» EXCERPTED DATA:

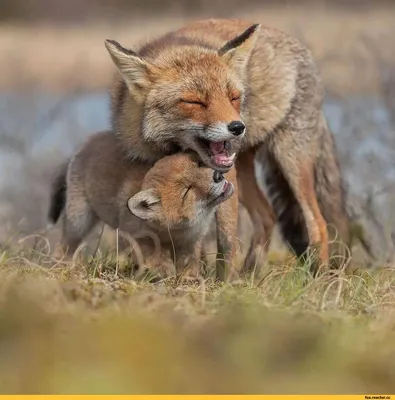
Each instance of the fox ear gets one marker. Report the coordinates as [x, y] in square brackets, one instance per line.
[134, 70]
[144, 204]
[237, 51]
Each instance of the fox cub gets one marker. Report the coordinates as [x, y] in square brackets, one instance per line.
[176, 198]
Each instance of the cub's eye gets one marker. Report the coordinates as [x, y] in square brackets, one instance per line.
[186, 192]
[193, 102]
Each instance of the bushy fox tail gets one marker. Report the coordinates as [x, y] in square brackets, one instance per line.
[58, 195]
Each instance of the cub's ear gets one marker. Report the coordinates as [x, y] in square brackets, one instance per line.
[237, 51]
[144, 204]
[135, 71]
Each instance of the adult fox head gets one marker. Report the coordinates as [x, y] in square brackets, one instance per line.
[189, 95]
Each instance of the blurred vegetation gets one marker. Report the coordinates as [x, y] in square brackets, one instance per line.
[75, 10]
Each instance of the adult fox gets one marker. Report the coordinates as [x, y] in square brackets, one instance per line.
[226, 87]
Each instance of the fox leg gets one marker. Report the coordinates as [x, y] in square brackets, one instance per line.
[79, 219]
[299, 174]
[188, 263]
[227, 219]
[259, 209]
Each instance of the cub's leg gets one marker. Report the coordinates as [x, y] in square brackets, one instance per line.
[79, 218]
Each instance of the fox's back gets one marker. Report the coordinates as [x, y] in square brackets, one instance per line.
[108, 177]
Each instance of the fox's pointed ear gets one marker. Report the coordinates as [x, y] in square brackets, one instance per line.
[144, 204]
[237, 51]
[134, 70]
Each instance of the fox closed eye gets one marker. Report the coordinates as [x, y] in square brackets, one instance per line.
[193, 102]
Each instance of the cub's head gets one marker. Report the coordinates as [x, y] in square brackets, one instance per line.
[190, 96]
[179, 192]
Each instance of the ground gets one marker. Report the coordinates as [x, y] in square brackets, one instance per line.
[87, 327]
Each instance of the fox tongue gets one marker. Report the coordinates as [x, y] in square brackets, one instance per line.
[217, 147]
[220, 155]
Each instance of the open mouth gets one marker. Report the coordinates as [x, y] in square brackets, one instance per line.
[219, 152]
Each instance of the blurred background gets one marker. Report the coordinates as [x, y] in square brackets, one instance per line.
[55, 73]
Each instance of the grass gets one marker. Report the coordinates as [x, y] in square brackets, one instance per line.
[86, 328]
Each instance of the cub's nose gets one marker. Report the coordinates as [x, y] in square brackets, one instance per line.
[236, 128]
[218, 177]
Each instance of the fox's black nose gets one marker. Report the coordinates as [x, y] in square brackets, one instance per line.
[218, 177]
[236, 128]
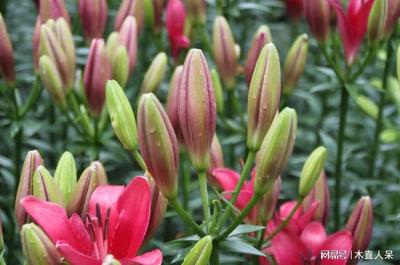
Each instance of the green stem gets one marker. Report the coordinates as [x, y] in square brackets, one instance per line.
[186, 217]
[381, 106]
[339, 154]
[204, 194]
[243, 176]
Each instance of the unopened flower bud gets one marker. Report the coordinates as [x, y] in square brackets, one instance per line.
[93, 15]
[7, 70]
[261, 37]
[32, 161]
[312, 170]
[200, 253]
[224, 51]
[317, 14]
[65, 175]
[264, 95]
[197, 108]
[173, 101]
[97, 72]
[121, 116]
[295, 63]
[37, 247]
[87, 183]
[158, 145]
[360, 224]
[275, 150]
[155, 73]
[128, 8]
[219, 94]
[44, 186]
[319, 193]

==

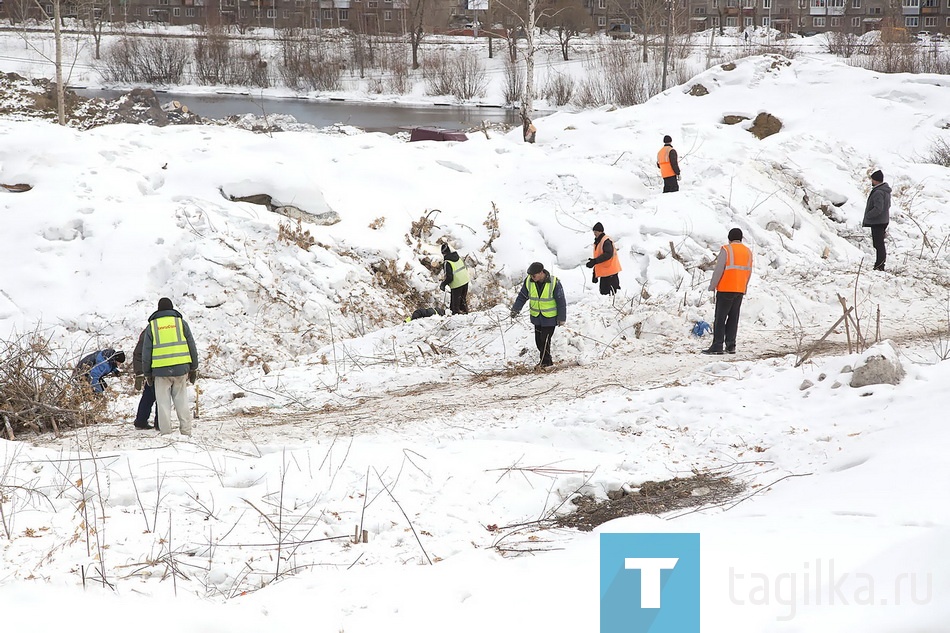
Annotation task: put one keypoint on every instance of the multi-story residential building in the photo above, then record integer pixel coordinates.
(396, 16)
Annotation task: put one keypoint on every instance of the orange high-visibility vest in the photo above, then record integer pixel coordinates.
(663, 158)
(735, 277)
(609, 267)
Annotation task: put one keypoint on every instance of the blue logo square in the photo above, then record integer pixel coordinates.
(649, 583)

» EXERCISE AIM: In the items above, how many lines contain the word "nose"? Case counts. Give only the number.

» REPLY TO THE EXERCISE: 2